• EXCERPTED RECORDS:

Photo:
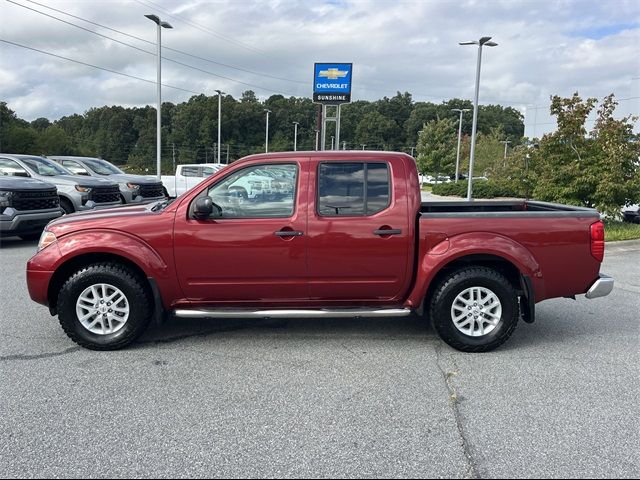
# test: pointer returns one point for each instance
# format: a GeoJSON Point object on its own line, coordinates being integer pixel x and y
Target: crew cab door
{"type": "Point", "coordinates": [254, 248]}
{"type": "Point", "coordinates": [360, 235]}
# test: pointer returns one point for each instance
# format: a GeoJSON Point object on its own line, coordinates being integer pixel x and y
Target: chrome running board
{"type": "Point", "coordinates": [295, 313]}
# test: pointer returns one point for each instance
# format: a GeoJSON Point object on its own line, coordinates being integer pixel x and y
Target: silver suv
{"type": "Point", "coordinates": [138, 189]}
{"type": "Point", "coordinates": [76, 193]}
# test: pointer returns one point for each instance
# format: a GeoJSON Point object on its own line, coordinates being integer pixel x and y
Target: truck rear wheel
{"type": "Point", "coordinates": [474, 309]}
{"type": "Point", "coordinates": [104, 306]}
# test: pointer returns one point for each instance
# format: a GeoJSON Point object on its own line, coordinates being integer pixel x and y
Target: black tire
{"type": "Point", "coordinates": [67, 206]}
{"type": "Point", "coordinates": [121, 277]}
{"type": "Point", "coordinates": [446, 292]}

• GIVEN REQUEST:
Copy every record above exactly, leaving out any pictures.

• EXERCISE RESULT:
Photo:
# test: pointer returns one point for each instance
# format: a GeoJSON Point object on its own line, coordinates being integer pixel x and y
Target: crew cab door
{"type": "Point", "coordinates": [254, 248]}
{"type": "Point", "coordinates": [360, 235]}
# test: pointer returns one point for each instance
# format: a GeoJSON Point object on its own line, coordinates being integer pixel x and y
Target: chrome running board
{"type": "Point", "coordinates": [295, 313]}
# test: pointer returns one point for each instance
# format: a GeoJSON Point object on its own line, coordinates being integer pixel x and y
Target: silver suv
{"type": "Point", "coordinates": [138, 189]}
{"type": "Point", "coordinates": [76, 193]}
# test: pointer returns one point for each instance
# format: a GeoJSON Point object on its own line, coordinates being integer pixel x and y
Target: truck rear wheel
{"type": "Point", "coordinates": [474, 309]}
{"type": "Point", "coordinates": [104, 306]}
# test: pointer returns one point for each instance
# format: a GeoJSON Point object on its own line, coordinates being integer pixel x and y
Target: black tire
{"type": "Point", "coordinates": [67, 206]}
{"type": "Point", "coordinates": [121, 277]}
{"type": "Point", "coordinates": [446, 292]}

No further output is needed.